● **Work required**: Which lines of the listing below contain the word "sign"? Copy each of them.

[Start of section]

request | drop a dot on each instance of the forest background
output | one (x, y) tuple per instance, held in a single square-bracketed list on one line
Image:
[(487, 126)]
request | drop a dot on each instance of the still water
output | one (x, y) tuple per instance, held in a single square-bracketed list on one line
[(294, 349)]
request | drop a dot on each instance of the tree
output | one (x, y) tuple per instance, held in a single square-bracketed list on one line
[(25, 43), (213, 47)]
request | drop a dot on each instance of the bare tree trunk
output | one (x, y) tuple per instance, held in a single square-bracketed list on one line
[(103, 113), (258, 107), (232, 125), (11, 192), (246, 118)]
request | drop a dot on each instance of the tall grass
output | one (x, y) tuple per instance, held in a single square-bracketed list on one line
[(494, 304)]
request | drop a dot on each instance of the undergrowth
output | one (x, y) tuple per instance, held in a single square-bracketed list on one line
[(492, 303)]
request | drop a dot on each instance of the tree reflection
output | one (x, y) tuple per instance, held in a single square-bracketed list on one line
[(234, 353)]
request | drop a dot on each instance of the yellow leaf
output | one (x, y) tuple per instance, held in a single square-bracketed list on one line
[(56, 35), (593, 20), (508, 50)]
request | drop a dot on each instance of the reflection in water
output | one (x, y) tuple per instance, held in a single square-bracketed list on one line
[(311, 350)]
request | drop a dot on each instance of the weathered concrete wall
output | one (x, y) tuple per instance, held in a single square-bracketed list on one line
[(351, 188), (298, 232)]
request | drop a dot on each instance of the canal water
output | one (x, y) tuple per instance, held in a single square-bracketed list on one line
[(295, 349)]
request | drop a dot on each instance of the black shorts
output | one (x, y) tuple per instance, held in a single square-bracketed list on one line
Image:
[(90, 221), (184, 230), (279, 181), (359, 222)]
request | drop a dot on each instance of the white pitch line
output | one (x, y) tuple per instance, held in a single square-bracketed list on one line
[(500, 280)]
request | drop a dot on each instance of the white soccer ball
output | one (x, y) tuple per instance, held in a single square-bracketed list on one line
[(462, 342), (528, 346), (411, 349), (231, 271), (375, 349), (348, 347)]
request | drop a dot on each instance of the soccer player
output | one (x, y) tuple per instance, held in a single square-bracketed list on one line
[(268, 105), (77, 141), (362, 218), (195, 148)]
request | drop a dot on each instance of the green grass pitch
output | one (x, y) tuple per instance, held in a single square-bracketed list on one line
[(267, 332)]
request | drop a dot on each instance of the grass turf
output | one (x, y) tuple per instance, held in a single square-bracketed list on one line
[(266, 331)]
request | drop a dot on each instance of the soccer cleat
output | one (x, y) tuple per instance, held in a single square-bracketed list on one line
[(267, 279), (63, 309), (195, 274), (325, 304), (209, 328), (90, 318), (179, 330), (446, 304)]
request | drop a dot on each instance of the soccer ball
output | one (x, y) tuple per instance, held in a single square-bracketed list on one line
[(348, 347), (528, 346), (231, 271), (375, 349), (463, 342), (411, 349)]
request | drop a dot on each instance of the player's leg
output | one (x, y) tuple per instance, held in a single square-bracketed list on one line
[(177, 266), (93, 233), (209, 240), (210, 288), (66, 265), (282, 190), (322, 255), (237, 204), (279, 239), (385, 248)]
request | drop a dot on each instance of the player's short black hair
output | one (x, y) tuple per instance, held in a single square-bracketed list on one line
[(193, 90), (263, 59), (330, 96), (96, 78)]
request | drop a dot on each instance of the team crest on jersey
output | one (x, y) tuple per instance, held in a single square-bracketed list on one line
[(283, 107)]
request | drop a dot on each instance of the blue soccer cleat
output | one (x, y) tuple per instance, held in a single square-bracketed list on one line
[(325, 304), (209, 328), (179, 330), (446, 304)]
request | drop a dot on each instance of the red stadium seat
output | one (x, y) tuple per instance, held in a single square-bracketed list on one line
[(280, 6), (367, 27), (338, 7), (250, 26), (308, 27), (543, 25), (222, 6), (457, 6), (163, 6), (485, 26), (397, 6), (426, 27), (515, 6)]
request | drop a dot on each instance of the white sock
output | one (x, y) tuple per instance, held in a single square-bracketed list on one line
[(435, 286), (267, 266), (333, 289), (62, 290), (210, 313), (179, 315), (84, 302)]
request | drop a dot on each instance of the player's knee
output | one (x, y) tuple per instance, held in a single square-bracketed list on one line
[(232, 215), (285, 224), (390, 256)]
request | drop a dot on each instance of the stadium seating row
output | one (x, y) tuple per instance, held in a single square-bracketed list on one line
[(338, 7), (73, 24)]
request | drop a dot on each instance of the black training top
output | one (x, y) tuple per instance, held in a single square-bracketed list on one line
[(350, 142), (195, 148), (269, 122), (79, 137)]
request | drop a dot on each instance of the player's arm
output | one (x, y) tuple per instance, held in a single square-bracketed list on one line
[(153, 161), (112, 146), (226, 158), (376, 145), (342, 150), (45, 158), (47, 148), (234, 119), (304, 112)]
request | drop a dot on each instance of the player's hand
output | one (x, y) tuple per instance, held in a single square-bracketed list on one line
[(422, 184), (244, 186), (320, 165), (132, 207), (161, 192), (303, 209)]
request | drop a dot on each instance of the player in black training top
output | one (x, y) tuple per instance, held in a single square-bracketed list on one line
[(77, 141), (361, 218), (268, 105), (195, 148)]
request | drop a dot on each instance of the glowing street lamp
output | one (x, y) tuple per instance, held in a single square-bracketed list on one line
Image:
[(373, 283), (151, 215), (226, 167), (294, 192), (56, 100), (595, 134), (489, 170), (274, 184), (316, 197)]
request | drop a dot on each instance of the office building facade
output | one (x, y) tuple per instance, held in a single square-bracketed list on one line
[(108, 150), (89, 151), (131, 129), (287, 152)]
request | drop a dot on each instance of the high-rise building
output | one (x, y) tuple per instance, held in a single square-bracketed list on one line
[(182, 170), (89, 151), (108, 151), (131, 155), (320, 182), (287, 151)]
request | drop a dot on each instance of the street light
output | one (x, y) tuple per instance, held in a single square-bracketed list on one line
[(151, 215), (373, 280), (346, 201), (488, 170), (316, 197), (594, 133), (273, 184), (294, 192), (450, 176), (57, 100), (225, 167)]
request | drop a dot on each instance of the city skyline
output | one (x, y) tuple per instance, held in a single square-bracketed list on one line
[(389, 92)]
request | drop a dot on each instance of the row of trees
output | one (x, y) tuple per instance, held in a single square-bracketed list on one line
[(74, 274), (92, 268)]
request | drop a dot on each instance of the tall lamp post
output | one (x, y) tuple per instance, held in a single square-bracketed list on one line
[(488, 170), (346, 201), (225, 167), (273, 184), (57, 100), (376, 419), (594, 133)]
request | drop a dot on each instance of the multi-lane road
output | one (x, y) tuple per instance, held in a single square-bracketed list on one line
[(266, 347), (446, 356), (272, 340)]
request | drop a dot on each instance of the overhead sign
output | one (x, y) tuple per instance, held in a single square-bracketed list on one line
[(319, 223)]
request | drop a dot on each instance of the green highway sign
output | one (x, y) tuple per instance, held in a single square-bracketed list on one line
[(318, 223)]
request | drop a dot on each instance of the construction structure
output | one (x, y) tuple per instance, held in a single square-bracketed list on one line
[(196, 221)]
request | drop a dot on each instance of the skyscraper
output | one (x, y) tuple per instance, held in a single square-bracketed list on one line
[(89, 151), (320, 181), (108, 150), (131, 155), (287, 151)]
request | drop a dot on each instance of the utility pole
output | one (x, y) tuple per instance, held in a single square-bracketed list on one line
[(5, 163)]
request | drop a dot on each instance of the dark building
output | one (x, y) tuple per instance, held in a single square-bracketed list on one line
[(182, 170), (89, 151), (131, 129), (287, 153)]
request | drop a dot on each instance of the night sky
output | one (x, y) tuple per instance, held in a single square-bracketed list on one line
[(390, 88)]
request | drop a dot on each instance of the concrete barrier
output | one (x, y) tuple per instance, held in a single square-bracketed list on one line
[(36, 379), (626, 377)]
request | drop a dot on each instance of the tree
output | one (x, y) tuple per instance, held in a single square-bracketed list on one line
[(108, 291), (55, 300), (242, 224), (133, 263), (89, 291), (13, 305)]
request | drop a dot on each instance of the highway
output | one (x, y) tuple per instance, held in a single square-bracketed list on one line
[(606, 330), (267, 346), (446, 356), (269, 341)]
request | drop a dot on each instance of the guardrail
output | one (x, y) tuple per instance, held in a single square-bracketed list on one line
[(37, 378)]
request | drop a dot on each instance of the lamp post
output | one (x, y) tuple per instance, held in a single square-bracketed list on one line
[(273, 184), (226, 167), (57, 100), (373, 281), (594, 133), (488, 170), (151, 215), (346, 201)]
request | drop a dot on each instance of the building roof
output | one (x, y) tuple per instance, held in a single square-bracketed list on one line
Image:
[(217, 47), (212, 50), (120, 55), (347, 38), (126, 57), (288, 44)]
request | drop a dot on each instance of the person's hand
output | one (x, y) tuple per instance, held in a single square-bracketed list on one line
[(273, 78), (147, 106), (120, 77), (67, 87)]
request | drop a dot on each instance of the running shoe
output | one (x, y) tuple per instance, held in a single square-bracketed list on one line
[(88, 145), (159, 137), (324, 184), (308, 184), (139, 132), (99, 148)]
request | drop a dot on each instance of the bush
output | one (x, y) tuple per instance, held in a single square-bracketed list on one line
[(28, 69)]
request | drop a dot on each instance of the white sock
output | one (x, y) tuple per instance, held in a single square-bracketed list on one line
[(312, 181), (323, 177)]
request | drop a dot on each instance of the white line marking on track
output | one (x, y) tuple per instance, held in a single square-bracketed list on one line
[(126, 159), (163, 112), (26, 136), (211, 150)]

[End of section]

● **Reply**:
request | drop a dot on each instance of the overhead sign
request | drop a dot on each instance of the green highway sign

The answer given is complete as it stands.